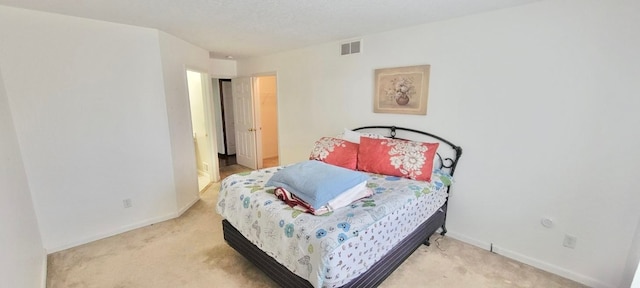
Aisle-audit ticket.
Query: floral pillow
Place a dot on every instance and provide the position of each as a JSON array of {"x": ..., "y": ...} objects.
[
  {"x": 408, "y": 159},
  {"x": 335, "y": 152}
]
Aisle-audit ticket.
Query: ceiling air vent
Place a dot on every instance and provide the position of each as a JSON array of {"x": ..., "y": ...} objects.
[{"x": 350, "y": 48}]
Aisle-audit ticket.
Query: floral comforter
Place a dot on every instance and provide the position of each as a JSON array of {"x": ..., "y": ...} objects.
[{"x": 332, "y": 249}]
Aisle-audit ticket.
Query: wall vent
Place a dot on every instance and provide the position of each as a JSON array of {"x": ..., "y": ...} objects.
[{"x": 351, "y": 47}]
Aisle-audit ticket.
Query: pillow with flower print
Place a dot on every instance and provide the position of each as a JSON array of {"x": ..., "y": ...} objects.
[
  {"x": 402, "y": 158},
  {"x": 336, "y": 152}
]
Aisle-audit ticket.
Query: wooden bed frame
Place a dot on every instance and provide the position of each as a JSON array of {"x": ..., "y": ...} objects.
[{"x": 388, "y": 263}]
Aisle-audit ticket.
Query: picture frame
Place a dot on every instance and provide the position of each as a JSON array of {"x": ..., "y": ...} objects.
[{"x": 402, "y": 90}]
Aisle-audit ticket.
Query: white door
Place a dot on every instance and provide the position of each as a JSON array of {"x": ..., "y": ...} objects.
[{"x": 244, "y": 121}]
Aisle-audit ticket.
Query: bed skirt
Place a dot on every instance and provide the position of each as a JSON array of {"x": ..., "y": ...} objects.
[{"x": 371, "y": 278}]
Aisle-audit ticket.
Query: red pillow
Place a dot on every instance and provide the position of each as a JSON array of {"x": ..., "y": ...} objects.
[
  {"x": 336, "y": 152},
  {"x": 408, "y": 159}
]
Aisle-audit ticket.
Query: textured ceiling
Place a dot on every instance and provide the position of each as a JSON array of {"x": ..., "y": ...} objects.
[{"x": 244, "y": 28}]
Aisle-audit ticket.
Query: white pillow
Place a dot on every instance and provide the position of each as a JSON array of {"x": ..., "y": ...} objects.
[{"x": 354, "y": 137}]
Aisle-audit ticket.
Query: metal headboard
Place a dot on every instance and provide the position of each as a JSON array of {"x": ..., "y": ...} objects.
[{"x": 448, "y": 162}]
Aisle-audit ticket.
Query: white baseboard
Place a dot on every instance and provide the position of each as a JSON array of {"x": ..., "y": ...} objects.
[
  {"x": 45, "y": 265},
  {"x": 530, "y": 261},
  {"x": 120, "y": 230}
]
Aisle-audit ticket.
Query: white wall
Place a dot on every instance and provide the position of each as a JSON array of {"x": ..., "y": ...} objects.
[
  {"x": 633, "y": 267},
  {"x": 88, "y": 105},
  {"x": 23, "y": 261},
  {"x": 542, "y": 97}
]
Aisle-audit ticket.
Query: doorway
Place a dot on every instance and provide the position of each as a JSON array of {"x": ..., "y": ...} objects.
[
  {"x": 248, "y": 106},
  {"x": 200, "y": 107}
]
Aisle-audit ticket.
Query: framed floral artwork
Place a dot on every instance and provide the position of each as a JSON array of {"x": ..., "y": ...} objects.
[{"x": 402, "y": 90}]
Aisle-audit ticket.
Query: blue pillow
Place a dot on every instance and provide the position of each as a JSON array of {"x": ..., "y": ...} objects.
[{"x": 316, "y": 182}]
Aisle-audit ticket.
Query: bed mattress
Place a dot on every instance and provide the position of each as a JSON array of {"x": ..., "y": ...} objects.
[{"x": 332, "y": 249}]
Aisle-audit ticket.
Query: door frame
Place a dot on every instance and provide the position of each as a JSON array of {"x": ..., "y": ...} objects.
[
  {"x": 258, "y": 116},
  {"x": 222, "y": 115}
]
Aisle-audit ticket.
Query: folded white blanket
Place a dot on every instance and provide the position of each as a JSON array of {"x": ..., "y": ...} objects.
[{"x": 344, "y": 199}]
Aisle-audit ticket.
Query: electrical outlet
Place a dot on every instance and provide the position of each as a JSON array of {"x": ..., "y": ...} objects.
[{"x": 570, "y": 241}]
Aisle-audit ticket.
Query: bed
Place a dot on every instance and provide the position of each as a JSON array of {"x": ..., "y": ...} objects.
[{"x": 355, "y": 246}]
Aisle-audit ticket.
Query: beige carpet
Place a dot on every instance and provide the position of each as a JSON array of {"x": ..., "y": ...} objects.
[{"x": 190, "y": 252}]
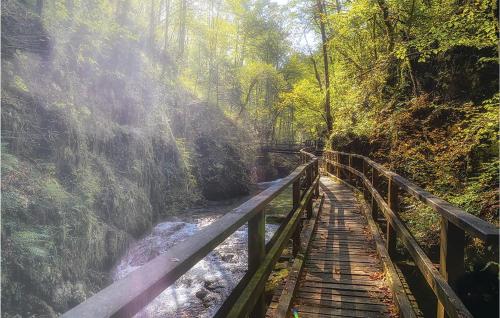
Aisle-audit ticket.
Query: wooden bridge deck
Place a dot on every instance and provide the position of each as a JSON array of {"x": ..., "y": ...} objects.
[{"x": 342, "y": 274}]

::::::::::

▶ SET TASK
Retype the entries word for word. Omit any images.

▶ EXERCISE RESULT
Aisle-audit ticket.
Query: floral pillow
Place a dot on every instance and provide the position of each as a JSON array of {"x": ..., "y": ...} objects.
[
  {"x": 408, "y": 159},
  {"x": 335, "y": 152}
]
Aisle-audit ticket.
Query: ceiling air vent
Place a dot on every instance and provide the position of each as a JSON array of {"x": ..., "y": ...} objects.
[{"x": 350, "y": 48}]
Aisle-audit ticket.
Query: floral comforter
Place a dot on every instance and provide the position of each as a JSON array of {"x": ..., "y": ...} objects.
[{"x": 332, "y": 249}]
Aisle-audit ticket.
Query: wall vent
Place a dot on every instance and provide the position of each as a JSON array of {"x": ..., "y": ...} objects.
[{"x": 351, "y": 47}]
Aisle-audit ticket.
Query: pillow with flower print
Place a dot on every instance and provide the position of each as a JSON array of {"x": ..., "y": ...} objects.
[
  {"x": 402, "y": 158},
  {"x": 336, "y": 152}
]
Aisle-audit ticket.
Query: wooden bed frame
Place a dot on every instance and provide the position of each as a JSON array of {"x": ..., "y": ...} objects.
[{"x": 388, "y": 263}]
Aisle-audit ticket.
Query: picture frame
Place a dot on every instance and provide the position of each as a JSON array of {"x": ..., "y": ...} objects.
[{"x": 402, "y": 90}]
Aisle-audit ticket.
Query: white door
Place a dot on every instance and provide the position of each as a JSON array of {"x": ..., "y": ...} objects.
[{"x": 244, "y": 121}]
Aisle-audit ticket.
Query: bed skirt
Place a dot on every instance and provide the position of each as a JSON array of {"x": ..., "y": ...} objects.
[{"x": 371, "y": 278}]
Aisle-audit ticket.
Query: red pillow
Place a dot on every instance and provide the position of each as a JSON array of {"x": ..., "y": ...} objects.
[
  {"x": 336, "y": 152},
  {"x": 408, "y": 159}
]
Aisle-audit ticket.
Query: textured ceiling
Place a dot on every instance and provide the position of each as a JSON array of {"x": ..., "y": ...} objects.
[{"x": 244, "y": 28}]
Aisle-audit ticket.
Query: white pillow
Place a dot on every instance and provide the position of each as a JSON array of {"x": ..., "y": ...} objects.
[{"x": 354, "y": 137}]
Aisle-audit ticket.
Query: metal headboard
Place a dot on every instance and provide the position of each as a JSON array of {"x": ..., "y": ...} objects.
[{"x": 448, "y": 162}]
Aisle-audit ticket.
Query: white baseboard
Place a dot on every instance and provide the position of each as a JSON array of {"x": ..., "y": ...} objects.
[
  {"x": 45, "y": 265},
  {"x": 530, "y": 261},
  {"x": 120, "y": 230}
]
Aisle-audit ticket.
Query: white wall
Place a dot on every instance and provide the position of each as a JSON array of {"x": ..., "y": ...} objects.
[
  {"x": 633, "y": 267},
  {"x": 88, "y": 105},
  {"x": 23, "y": 261},
  {"x": 542, "y": 97}
]
Aisle-audit ticket.
Query: doorway
Place a dot on every instance and provide the position of each as a JSON array of {"x": ..., "y": ...} objects.
[
  {"x": 248, "y": 106},
  {"x": 200, "y": 107}
]
Aisle-audit ticket.
Query: framed floral artwork
Place a dot on every instance and provide the position of each as a JSON array of {"x": ..., "y": ...} objects.
[{"x": 402, "y": 90}]
Aisle-audit ticket.
Query: blue pillow
Place a dot on every instance and provide the position of each as a JSON array of {"x": ..., "y": ...} objects.
[{"x": 316, "y": 182}]
Aisle-audit ticket.
Query: bed mattress
Place a dot on every instance and provide the position of each as a JSON array of {"x": ..., "y": ...} objects.
[{"x": 332, "y": 249}]
Aisle-audit ticket.
Query: door frame
Place a dot on every instance and provide the position of each as a JSON array of {"x": ..., "y": ...} objects.
[
  {"x": 258, "y": 116},
  {"x": 222, "y": 115}
]
Aisle-audit ticket.
Query: folded white blanket
Place a dot on every instance and provide the position of each as a JSON array of {"x": ..., "y": ...} objects.
[{"x": 344, "y": 199}]
Aisle-audit ticket.
Query: electrical outlet
Place a dot on every instance and provide the position of each as a JSON array of {"x": ..., "y": ...} objects.
[{"x": 570, "y": 241}]
Aisle-audit ticket.
Query: bed
Place a dot on every instance and provide the position of each as a JSON array of {"x": ..., "y": ...} objects.
[{"x": 355, "y": 246}]
Aisle-audit ticket.
Query: beige carpet
Place a dot on every instance and provide the position of each as a JSON array of {"x": ..., "y": ...} objects.
[{"x": 190, "y": 252}]
Aisle-audit ticket.
Query: wooden bridge deck
Place a dot on every instance and provide the position of each as a JSON array of {"x": ..., "y": ...} objects.
[{"x": 342, "y": 274}]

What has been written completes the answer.